__Aim of the task__. According to the Packsaddle Mountain fight text, who gave the wounded men medical attention at the John B. Duncan ranch? Please answer briefly.

PACKSADDLE MOUNTAIN FIGHT. The Packsaddle Mountain fight occurred on Packsaddle Mountain in Llano County on August 5, 1873. A band of more than twenty-one Indians, reputedly Apaches, had come down the South Llano River raiding and stealing horses along Beaver Creek and Legion Valley. On August 4, James R. Moss collected his two brothers (Stephen B. and W. B. Moss), as well as E. D. Harrington, Eli Loyd, Arch Martin, Pink Ayres, and Robert Brown, and followed the Indians for twenty-five miles. The group overtook them on top of the mountain, where they had 300 or 400 pounds of beef laid out on the rocks. In the fight three Indians were killed and four whites were wounded. After the Indians retreated, the whites rode to the John B. Duncan ranch, where Dr. C. C. Smith from Llano gave them medical attention. This was the last Indian fight in the county, which had been the scene of Indian raids for at least a decade. Two markers commemorate the fight: a granite plaque placed at the battle site on August 5, 1938, by descendants of the participants, and a roadside marker ten miles from Llano, placed by the Llano County Historical Committee during the Texas Centennial activities of 1936.

(Referring expression pointing data)
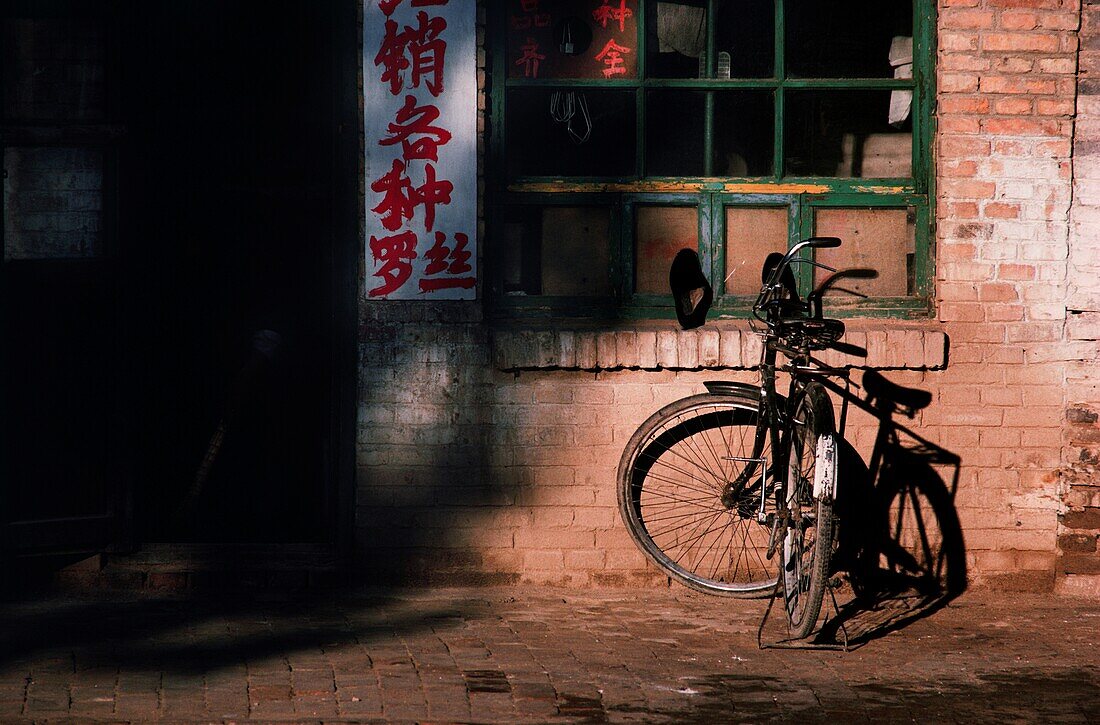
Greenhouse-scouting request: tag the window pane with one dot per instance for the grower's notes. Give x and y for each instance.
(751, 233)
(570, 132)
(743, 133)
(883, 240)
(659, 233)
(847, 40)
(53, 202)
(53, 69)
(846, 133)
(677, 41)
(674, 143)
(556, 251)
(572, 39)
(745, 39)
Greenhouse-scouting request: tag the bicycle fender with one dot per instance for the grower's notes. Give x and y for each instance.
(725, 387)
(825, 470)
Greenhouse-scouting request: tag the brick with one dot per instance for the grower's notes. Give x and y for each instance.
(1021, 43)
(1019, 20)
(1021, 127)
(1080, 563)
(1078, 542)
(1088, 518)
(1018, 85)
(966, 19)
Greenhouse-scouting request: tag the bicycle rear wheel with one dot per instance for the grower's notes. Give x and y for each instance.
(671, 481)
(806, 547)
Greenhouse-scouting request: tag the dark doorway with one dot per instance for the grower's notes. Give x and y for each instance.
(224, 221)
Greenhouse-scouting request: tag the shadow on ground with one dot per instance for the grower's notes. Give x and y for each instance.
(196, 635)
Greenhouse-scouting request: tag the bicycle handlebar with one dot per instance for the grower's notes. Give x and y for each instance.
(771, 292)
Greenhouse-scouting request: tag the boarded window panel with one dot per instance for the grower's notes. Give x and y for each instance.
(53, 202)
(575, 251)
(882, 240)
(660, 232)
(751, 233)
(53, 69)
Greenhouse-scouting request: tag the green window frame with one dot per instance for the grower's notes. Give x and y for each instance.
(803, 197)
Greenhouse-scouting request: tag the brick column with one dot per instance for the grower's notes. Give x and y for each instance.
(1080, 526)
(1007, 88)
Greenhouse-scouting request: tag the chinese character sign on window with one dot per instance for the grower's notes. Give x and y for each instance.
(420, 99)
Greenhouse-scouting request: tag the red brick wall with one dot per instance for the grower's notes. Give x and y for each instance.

__Answer to the problem__. Dr. C. C. Smith from Llano.